From the listing below, output only the lines starting at the line that has "shaped like (60,40)." and ending at the line that has "shaped like (248,158).", exactly as they appear, ends included.

----

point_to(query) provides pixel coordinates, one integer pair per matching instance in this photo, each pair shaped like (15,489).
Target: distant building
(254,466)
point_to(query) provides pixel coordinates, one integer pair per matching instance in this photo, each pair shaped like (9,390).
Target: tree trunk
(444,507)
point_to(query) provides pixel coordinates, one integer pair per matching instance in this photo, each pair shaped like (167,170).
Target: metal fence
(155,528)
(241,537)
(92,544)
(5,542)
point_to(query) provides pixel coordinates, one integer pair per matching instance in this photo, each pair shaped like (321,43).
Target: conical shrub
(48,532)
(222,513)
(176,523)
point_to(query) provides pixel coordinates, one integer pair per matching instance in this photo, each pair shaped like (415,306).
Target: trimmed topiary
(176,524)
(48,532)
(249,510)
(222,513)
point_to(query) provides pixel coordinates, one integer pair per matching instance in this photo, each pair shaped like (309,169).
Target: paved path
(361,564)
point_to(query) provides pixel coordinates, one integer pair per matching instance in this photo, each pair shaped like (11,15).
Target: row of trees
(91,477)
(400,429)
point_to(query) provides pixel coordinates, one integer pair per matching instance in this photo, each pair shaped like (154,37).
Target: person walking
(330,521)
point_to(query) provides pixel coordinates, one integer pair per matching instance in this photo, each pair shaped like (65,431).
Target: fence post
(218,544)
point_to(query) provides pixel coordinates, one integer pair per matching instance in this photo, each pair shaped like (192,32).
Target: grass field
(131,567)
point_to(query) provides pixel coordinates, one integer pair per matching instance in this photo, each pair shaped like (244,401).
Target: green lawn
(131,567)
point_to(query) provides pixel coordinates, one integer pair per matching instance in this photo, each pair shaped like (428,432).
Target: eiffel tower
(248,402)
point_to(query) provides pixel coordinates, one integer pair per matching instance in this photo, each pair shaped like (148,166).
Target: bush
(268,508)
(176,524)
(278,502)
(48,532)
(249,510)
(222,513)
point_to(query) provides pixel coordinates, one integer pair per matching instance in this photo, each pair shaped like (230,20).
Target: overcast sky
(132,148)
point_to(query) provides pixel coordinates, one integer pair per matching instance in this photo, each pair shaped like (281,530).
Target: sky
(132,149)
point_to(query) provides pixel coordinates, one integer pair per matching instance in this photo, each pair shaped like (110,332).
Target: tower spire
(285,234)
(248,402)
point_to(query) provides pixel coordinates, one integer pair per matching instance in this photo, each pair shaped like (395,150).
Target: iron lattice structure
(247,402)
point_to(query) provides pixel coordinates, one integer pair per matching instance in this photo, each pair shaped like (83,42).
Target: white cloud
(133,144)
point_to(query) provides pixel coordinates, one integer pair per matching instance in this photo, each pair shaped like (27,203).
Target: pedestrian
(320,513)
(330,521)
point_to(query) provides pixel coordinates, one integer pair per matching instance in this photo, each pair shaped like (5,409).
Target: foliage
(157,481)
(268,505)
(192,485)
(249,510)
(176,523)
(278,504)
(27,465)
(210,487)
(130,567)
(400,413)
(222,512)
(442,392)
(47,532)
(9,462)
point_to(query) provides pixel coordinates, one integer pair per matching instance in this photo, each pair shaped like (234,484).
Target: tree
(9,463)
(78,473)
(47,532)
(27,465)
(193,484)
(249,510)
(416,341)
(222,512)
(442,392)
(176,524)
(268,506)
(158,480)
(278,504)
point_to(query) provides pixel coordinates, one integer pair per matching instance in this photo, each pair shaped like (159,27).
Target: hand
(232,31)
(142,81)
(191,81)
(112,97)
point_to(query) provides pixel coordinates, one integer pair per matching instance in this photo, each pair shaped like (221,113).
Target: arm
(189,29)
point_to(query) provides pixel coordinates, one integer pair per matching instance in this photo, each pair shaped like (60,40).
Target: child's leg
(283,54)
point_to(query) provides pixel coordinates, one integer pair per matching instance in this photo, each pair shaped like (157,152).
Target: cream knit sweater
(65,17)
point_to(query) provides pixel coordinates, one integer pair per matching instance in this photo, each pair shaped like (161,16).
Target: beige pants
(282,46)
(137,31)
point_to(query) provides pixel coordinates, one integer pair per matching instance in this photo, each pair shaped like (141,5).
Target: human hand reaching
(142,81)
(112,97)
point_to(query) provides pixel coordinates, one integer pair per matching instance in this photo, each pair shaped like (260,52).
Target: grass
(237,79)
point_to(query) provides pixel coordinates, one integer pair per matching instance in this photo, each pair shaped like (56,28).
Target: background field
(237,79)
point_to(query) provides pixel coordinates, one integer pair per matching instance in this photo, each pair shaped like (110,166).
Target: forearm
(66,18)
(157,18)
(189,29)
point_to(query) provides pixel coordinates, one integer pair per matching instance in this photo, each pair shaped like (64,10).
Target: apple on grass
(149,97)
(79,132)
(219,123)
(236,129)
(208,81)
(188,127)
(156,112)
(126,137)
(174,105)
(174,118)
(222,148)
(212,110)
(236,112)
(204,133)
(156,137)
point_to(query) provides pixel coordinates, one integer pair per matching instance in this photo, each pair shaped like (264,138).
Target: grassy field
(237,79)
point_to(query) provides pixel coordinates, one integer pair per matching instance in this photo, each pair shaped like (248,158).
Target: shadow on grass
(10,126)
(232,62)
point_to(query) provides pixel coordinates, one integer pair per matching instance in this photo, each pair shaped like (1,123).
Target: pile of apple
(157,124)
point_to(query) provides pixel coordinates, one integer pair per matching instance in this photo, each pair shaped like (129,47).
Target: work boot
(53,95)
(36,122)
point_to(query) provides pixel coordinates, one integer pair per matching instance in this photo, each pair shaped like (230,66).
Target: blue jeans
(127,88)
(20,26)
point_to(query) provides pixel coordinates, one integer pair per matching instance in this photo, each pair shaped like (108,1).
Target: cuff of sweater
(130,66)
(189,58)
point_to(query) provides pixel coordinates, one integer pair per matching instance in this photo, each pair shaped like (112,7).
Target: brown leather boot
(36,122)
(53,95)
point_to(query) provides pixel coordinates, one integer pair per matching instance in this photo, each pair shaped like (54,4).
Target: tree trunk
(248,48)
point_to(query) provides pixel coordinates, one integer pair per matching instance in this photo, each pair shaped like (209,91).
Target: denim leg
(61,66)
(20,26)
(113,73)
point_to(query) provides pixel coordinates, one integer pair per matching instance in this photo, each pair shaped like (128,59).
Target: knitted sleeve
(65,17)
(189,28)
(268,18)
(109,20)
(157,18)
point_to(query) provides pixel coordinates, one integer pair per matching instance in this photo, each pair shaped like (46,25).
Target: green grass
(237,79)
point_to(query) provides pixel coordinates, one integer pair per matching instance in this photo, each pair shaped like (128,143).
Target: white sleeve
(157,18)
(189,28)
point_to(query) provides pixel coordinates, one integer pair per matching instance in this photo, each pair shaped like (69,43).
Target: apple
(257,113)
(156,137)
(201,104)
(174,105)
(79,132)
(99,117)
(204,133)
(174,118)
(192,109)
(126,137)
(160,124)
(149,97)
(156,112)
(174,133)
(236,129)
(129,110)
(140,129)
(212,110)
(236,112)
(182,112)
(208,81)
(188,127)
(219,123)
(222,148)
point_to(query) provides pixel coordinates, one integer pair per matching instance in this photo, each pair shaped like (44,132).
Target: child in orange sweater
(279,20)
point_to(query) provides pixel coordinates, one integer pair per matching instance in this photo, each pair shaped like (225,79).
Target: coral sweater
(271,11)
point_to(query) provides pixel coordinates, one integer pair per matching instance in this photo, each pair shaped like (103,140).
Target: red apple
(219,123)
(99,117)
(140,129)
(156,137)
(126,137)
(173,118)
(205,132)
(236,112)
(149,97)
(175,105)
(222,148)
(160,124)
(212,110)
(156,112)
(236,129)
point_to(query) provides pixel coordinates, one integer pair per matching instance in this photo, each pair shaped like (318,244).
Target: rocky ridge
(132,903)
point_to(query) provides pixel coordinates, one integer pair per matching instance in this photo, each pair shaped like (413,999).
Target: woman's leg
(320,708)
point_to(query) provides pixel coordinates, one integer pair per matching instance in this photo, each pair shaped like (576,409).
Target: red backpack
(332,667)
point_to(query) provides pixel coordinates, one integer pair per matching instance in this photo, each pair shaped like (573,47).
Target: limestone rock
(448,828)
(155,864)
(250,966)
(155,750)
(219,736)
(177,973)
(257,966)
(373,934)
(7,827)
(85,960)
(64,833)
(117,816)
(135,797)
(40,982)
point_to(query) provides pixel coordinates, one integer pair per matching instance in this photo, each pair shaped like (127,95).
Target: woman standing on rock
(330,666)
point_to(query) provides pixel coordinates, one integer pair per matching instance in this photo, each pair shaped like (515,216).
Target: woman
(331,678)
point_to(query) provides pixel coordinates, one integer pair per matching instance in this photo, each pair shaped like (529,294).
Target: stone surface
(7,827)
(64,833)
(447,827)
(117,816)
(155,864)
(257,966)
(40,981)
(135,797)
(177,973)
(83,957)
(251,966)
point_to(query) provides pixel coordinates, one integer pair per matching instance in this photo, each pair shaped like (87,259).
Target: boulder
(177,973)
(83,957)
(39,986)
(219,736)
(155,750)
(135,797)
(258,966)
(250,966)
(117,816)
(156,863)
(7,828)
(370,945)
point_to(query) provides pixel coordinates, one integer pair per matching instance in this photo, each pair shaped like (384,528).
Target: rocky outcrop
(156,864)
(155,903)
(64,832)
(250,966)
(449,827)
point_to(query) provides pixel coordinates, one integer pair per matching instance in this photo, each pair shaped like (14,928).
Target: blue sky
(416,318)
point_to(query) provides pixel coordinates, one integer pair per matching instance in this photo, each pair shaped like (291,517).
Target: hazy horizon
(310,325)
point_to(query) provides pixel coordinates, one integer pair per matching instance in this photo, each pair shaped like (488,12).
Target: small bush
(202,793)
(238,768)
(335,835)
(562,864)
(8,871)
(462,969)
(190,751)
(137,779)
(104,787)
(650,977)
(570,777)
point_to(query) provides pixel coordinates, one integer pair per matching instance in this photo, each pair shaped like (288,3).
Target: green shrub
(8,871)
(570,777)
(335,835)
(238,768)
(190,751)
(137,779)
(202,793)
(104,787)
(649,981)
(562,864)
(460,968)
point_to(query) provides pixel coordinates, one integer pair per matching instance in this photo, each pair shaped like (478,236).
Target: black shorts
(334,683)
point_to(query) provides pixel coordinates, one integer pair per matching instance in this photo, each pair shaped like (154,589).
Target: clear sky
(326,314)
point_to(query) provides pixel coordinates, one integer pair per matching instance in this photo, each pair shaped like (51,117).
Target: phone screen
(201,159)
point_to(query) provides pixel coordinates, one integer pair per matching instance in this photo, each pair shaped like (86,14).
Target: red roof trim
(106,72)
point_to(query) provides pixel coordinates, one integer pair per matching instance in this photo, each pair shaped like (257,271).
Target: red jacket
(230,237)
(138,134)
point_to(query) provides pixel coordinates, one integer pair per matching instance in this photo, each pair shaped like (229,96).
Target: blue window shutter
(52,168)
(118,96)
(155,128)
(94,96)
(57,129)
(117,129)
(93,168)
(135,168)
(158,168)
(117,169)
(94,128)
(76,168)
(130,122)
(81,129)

----

● **Result of this task**:
point_to(query) provides pixel coordinates, one integer pair per matching instance in this photo, each pair shaped like (60,40).
Target: child's leg
(283,54)
point_to(query) provides pixel coordinates, one integer pair per matching instance in this photo, each pair shaped like (157,152).
Target: cream knit sweater
(65,17)
point_to(query) provides pixel coordinates, one integer pair per matching instance in this photo, each pair shaped like (161,16).
Target: beige pants
(282,46)
(137,31)
point_to(query) provides pixel coordinates, one integer pair per matching instance in this photo, each pair shaped like (141,5).
Target: human hand reaching
(142,81)
(112,97)
point_to(query) provides pixel coordinates, one integer pair per matching instance in this photo, each pair shaped like (260,52).
Target: grass
(237,79)
point_to(query) provides pixel coordinates, one integer pair per matching instance in this photo, each pair shaped like (56,28).
Target: background field
(237,79)
point_to(query) provides pixel coordinates, one integer pair per matching instance in this photo, each pair shaped like (110,166).
Target: forearm
(66,18)
(157,18)
(189,29)
point_to(query) provides pixel coordinates, one integer pair per matching instance in this photo, each pair shaped like (64,10).
Target: apple on grass
(149,97)
(79,132)
(219,123)
(236,129)
(208,81)
(188,127)
(156,112)
(126,137)
(174,105)
(174,118)
(222,148)
(212,110)
(236,112)
(204,133)
(156,137)
point_to(query) provides pixel coordinates, one integer pair per matching instance in this photo, each pair shaped like (264,138).
Target: grassy field
(237,79)
point_to(query) provides pixel coordinates, one integer pair per matching instance in this photo, each pair shaped like (248,158).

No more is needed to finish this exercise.